> _Extracted records_
********************
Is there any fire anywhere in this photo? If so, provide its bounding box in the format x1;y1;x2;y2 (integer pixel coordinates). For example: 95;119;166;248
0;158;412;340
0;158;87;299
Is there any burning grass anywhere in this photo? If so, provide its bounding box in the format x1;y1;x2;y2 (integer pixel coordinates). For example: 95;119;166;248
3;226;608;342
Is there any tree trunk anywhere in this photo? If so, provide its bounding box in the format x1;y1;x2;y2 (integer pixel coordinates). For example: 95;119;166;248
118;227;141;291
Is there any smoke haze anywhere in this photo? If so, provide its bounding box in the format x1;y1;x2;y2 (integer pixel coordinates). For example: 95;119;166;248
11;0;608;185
********************
> _Directions for this task_
Update the data above so that each "bounding box" becomes "enclosing rectangle", with all other text left unchanged.

> _Response for this exercise_
Is there any fire anywhere in this photo? If so, provide its enclosing rectangle in the format x1;y1;x2;y2 (integer pixel coordinates). For example: 95;119;166;248
0;158;412;340
0;158;87;299
Is there any burning grass anywhere in this photo? If so, provide its enclosing rectangle in the format x1;y1;x2;y2 (integer pixel coordinates). For example: 95;119;166;248
3;226;608;342
Is there any tree trunk anywhere in this photo? If so, provide its enclosing rectangle in the format x1;y1;x2;y2 (integer pixel coordinates). For example: 95;119;166;248
118;227;141;291
Is there any smoke haze anywhere in this photo? If so, provide its enclosing rectangle in the format x1;y1;x2;y2 (integer pixel coordinates). For example: 95;119;166;248
11;0;608;185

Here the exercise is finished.